▶ **MATERIAL FOR THE TASK**:
▼

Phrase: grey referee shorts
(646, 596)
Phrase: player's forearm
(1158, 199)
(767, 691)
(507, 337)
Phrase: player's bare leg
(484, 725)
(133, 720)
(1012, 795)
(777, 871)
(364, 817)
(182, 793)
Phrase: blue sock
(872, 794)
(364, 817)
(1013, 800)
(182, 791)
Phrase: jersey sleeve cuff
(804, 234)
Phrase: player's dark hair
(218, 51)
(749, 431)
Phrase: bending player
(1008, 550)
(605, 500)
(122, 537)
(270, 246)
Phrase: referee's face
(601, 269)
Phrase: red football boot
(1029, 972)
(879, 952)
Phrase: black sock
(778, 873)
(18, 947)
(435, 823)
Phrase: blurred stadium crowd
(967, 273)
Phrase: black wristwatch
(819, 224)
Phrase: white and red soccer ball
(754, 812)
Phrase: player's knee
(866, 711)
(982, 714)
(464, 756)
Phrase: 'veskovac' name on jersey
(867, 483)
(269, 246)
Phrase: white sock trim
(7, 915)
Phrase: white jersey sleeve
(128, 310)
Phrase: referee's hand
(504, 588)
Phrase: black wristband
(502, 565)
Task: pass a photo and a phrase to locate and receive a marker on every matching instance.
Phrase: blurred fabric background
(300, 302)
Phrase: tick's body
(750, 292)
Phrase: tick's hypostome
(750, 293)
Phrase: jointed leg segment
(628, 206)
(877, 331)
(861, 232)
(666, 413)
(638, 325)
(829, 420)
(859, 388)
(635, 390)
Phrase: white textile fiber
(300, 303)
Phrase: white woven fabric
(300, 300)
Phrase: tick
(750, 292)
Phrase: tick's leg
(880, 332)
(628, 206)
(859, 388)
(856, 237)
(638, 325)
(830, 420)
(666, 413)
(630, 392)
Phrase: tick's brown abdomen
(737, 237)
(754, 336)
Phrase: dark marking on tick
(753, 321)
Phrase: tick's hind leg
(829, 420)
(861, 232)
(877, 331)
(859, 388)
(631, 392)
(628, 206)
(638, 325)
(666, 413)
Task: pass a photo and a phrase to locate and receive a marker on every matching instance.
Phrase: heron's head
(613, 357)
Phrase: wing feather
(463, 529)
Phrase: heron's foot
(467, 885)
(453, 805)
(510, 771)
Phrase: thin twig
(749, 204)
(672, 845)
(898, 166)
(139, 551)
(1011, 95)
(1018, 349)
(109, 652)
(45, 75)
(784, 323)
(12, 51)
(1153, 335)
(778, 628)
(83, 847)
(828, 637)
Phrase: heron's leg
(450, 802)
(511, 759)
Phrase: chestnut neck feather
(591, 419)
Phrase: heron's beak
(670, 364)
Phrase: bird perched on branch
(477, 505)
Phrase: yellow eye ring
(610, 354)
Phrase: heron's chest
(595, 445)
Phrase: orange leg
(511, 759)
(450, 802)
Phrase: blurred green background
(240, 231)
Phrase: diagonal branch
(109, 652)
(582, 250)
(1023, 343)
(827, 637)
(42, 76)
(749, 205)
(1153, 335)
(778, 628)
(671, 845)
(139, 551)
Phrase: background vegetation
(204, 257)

▲

▶ **YOUR INSTRUCTIONS**: Would you please reproduce every line from the one containing "Phrase: blurred stadium crowd" through the final line of the listing, and only those lines?

▶ **ANSWER SPACE**:
Phrase: blurred stadium crowd
(967, 273)
Phrase: black wristwatch
(819, 224)
Phrase: white and red soccer ball
(754, 812)
Phrase: player's knee
(866, 711)
(982, 714)
(464, 756)
Phrase: 'veskovac' name on jersey
(867, 483)
(269, 246)
Phrase: white sock trim
(7, 915)
Phrase: white jersey sleeve
(128, 310)
Phrase: referee's hand
(504, 588)
Phrase: black wristband
(502, 565)
Task: pass a photo and a phrase to locate and receive a marker on every matching instance.
Phrase: blurred fabric background
(300, 302)
Phrase: tick's body
(750, 292)
Phrase: tick's hypostome
(750, 293)
Phrase: jointed leg segment
(628, 206)
(877, 331)
(861, 232)
(666, 413)
(638, 325)
(829, 420)
(859, 388)
(635, 390)
Phrase: white textile fiber
(300, 303)
Phrase: white woven fabric
(300, 300)
Phrase: tick
(750, 292)
Phrase: tick's leg
(880, 332)
(628, 206)
(859, 388)
(856, 237)
(638, 325)
(830, 420)
(666, 413)
(630, 392)
Phrase: tick's brown abdomen
(737, 237)
(754, 336)
Phrase: dark marking on tick
(753, 321)
Phrase: tick's hind leg
(829, 420)
(861, 232)
(877, 331)
(859, 388)
(631, 392)
(628, 206)
(638, 325)
(666, 413)
Task: pass a photo and a phrase to locate and receive a marker on every matching instance.
Phrase: heron's head
(613, 357)
Phrase: wing feather
(463, 529)
Phrase: heron's foot
(467, 885)
(453, 805)
(510, 771)
Phrase: thin twig
(749, 204)
(672, 845)
(898, 166)
(139, 551)
(1011, 95)
(1018, 349)
(109, 652)
(45, 75)
(784, 323)
(12, 51)
(1153, 335)
(778, 628)
(83, 847)
(828, 637)
Phrase: heron's leg
(450, 802)
(511, 759)
Phrase: chestnut neck feather
(591, 419)
Phrase: heron's beak
(670, 364)
Phrase: bird perched on branch
(477, 505)
Phrase: yellow eye ring
(610, 354)
Phrase: heron's chest
(595, 445)
Phrase: orange leg
(511, 759)
(450, 802)
Phrase: blurred green background
(240, 231)
Phrase: diagonal branch
(109, 652)
(582, 250)
(1023, 343)
(827, 637)
(42, 76)
(749, 205)
(1153, 335)
(778, 628)
(671, 845)
(139, 551)
Phrase: background vegetation
(204, 257)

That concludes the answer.